## Task
In the machine learning text below, which method beat Bayesian Networks at predicting survival on the English Lung Cancer Database?

## Given text
Machine learning and statistical analysis
Machine learning methods learn patterns from data, in the form of parameters, to distinguish between certain predefined classes of interest. The field of biomedical informatics has embraced these methods for a variety of tasks. We discuss in this section studies that used these algorithms for patient cohort identification.
Comparison of popular algorithms
Many studies report the comparison of machine learning models for the same task. Sesen et al73 compared Bayesian Networks and Naïve Bayes algorithms for predicting survival and recommending treatment in patients with lung cancer. They also used Markov Chain Monte Carlo Model Composition and the K2 greedy algorithm for structure learning. Their results on the English Lung Cancer Database show that the Naïve Bayes approach outperforms Bayesian Networks in predicting survival, while the converse is true for recommended treatments. Kawaler et al74 also concluded that Naïve Bayes, along with random forests and SVM, are the best learners for predicting post-hospitalization venous thromboembolism risk. They also experimented with meta-learning approaches, such as bagging and boosting, without significant improvements. iDiagnosis53 is a novel software combining knowledge extracted from PubMed and EHRs for predicting pancreatic cancer. This study showed that a weighted Bayesian Network Inference model outperformed models built using K-nearest neighbor or SVM. The authors comment that this may be due to the small feature set used in their models.

[Data items]
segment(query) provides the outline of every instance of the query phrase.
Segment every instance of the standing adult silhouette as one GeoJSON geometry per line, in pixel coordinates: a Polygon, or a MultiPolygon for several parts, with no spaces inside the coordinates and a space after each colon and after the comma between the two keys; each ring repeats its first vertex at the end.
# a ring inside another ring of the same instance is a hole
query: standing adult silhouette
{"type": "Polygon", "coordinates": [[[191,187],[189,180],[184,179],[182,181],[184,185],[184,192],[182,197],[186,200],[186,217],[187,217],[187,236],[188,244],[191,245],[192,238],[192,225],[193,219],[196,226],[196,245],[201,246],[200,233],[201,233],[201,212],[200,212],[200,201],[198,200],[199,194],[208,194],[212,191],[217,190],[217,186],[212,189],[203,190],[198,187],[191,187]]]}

## Answer section
The Naïve Bayes approach.